| SUPPLIED RECORDS |
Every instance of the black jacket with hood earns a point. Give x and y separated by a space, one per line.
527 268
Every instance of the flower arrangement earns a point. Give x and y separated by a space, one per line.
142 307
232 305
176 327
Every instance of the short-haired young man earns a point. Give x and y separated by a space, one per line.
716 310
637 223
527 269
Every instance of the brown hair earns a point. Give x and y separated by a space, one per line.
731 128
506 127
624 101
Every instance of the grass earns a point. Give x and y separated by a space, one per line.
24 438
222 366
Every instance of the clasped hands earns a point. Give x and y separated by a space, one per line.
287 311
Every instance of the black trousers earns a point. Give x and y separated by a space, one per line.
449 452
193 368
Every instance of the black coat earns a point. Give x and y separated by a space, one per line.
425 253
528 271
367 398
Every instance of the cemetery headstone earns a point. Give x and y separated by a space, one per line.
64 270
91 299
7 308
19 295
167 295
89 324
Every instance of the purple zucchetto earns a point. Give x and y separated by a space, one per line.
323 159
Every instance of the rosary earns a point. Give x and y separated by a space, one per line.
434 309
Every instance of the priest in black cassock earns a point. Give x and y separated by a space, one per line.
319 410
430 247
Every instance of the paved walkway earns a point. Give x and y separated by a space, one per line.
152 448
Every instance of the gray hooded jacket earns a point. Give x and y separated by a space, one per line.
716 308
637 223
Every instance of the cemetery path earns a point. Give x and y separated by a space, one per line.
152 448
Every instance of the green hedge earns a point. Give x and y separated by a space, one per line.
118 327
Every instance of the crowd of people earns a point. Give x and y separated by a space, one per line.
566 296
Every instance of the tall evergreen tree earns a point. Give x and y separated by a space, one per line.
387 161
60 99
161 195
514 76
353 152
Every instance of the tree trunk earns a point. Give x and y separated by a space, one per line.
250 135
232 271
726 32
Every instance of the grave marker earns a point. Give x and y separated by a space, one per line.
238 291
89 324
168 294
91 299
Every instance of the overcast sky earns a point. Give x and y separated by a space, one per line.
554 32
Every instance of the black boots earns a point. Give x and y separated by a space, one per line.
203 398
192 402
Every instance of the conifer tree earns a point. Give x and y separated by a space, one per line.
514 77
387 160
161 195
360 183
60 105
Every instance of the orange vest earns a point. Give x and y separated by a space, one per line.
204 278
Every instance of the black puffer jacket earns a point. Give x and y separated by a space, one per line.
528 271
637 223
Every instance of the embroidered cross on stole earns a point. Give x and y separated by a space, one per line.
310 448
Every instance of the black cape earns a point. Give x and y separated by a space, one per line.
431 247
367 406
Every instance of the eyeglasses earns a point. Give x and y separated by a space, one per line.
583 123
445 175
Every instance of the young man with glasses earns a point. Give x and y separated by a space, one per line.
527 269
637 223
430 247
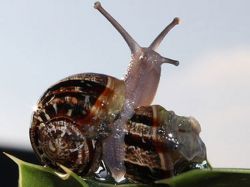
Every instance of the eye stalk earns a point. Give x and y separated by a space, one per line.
169 61
132 44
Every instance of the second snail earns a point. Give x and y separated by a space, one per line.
103 127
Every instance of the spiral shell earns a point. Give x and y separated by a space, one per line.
71 116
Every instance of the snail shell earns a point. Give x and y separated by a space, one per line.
72 119
71 115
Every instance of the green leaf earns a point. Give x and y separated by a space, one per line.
35 175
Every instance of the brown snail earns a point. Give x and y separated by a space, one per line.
87 121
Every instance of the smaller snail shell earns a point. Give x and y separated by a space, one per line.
71 116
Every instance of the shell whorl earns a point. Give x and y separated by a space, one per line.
71 116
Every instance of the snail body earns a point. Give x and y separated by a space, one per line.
141 82
89 120
66 130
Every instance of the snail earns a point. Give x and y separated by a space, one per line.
90 121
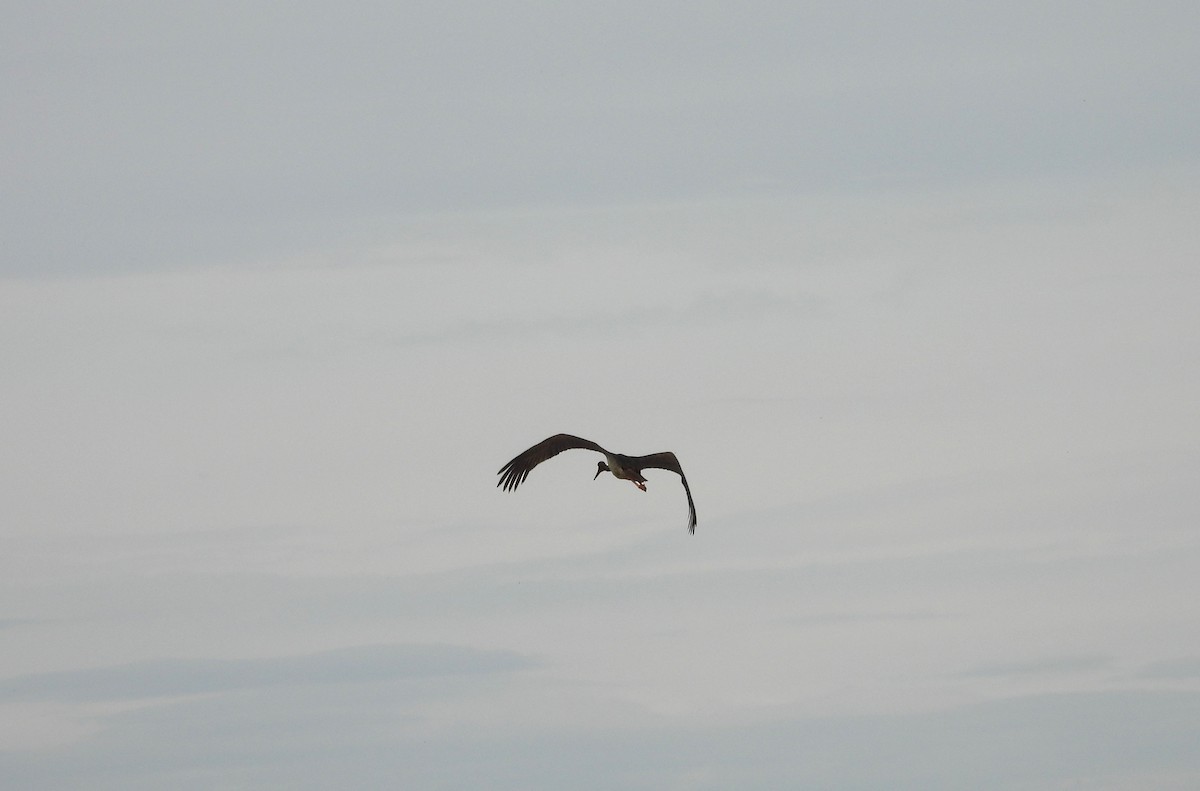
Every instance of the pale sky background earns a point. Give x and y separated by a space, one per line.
910 288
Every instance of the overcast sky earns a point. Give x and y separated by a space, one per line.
910 289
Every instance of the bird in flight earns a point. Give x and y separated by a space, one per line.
624 467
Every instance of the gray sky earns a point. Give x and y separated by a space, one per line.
910 291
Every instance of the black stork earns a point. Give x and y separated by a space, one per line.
624 467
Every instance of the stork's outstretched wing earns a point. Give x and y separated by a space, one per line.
667 460
516 471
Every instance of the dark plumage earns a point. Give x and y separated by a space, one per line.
621 466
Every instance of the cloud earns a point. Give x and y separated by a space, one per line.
1039 667
322 737
1174 669
173 677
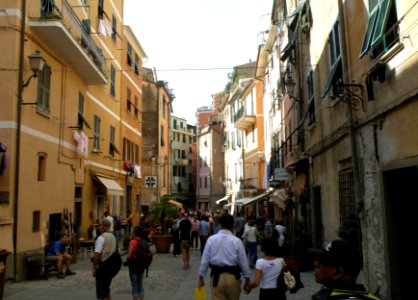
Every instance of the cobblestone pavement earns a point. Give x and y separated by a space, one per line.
166 280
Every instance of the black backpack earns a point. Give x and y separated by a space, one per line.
113 264
143 256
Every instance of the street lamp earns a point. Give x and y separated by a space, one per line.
36 62
290 87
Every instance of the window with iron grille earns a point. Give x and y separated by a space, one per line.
129 55
36 221
101 9
349 223
114 31
136 64
311 98
112 80
44 86
112 146
128 100
96 134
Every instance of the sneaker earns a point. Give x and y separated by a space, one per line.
70 273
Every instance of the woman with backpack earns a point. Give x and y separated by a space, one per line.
136 272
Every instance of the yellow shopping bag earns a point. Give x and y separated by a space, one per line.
200 293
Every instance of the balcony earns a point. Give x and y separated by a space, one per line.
243 119
59 27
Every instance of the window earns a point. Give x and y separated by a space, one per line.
136 64
47 7
336 71
130 151
112 80
382 29
112 146
81 121
44 85
41 166
128 100
129 55
300 16
114 31
349 223
162 135
136 106
101 9
311 99
96 134
114 203
36 221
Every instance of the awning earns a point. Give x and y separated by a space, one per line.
249 200
231 204
112 187
175 203
222 199
279 197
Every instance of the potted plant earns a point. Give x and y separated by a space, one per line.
160 215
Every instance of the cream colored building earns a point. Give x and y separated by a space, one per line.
349 141
182 169
156 110
62 131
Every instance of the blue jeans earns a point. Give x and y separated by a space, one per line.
136 276
252 252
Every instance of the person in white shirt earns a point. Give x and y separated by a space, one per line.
225 254
110 218
250 241
281 230
268 273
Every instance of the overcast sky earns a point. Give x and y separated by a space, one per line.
194 44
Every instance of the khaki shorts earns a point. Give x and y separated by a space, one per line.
185 245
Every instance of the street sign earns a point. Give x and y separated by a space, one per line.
150 181
281 174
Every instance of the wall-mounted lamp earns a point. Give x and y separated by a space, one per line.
290 84
36 62
260 155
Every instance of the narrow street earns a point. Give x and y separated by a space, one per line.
166 280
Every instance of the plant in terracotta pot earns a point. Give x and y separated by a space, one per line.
160 215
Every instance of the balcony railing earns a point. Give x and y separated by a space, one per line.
243 119
58 25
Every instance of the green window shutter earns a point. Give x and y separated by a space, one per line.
44 85
368 35
332 77
112 80
381 21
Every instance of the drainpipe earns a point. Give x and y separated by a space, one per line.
356 174
18 129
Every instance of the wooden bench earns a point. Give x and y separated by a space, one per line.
39 265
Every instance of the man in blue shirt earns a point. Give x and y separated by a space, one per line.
58 251
225 254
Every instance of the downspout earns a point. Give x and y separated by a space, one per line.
356 174
18 129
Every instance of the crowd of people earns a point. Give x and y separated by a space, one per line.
228 247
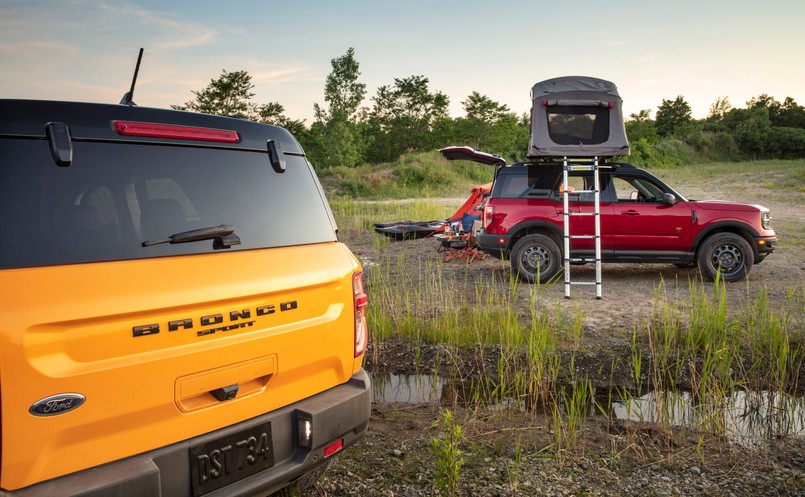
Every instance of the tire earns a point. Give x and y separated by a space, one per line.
536 257
728 252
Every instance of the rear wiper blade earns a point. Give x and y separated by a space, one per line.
223 236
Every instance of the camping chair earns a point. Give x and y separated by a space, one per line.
462 245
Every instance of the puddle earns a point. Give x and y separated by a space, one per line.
745 417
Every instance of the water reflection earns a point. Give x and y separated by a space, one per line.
745 417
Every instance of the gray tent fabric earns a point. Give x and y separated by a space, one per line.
577 116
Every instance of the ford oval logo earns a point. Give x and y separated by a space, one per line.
57 404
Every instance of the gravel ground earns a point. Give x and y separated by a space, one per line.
513 453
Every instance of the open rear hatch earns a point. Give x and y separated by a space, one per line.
470 154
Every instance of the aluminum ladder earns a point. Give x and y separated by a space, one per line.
586 164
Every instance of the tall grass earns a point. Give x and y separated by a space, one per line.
698 354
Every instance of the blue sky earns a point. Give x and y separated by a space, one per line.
702 50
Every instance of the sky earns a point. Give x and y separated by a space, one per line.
652 50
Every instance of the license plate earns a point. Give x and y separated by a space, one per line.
228 459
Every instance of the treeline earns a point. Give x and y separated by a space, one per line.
408 116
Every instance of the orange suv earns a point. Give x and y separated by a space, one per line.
179 317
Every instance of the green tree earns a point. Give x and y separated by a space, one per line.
231 95
488 126
672 115
342 91
719 109
641 126
752 131
335 138
273 113
404 118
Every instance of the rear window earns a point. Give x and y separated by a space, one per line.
578 125
115 196
533 180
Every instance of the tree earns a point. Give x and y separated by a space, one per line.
272 113
229 95
719 109
641 126
482 108
488 126
404 117
335 138
342 91
752 131
672 115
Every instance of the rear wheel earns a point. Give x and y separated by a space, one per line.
727 252
536 258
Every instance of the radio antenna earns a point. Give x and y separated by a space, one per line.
128 97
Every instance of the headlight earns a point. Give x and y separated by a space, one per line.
765 220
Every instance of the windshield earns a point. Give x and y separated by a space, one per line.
116 196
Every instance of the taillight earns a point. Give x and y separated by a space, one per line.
151 130
488 212
361 301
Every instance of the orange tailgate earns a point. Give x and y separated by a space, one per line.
166 351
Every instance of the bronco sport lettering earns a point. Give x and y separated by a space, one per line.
99 214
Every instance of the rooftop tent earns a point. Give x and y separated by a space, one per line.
576 116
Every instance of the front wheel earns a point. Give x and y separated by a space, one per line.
536 258
727 252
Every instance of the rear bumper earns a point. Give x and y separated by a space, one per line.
341 413
765 245
494 244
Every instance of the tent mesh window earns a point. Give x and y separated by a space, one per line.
574 125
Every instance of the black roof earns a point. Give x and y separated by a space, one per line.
93 121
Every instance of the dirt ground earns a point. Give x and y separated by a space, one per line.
512 454
628 290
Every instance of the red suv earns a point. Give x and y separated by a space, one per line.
642 220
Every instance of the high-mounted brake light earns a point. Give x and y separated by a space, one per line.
361 301
151 130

| TASK OBJECTIVE |
Print exactly the stretch of lines beginning with the one that holds "Every instance of the rooftop" and ending at the last line above.

| ANSWER SPACE |
Every instance of the rooftop tent earns a point. Give x and y separated by a space, one per line.
576 116
Every instance of the front wheel earns a point. Give x and y separated by a space, one per line.
536 258
727 252
Every instance of the rear bumper earns a point. Give x and y separated by a space, one per line.
341 413
765 245
494 244
Every instance of the tent mesh window earns a point. Give x and y separated by a space, one per line.
574 125
Every instance of the black roof earns a point. Give x and y separated by a space, one per line.
93 121
Every instance of the dirt ground earns a point. Give x and y separated by a space, one per line.
512 454
628 290
Every instance of the red suv earns a point. Give x and y separated by a space, one per line.
642 220
Every instance of the high-mounted brake light earns a point. Give x and y separated by a space, one per line.
361 301
151 130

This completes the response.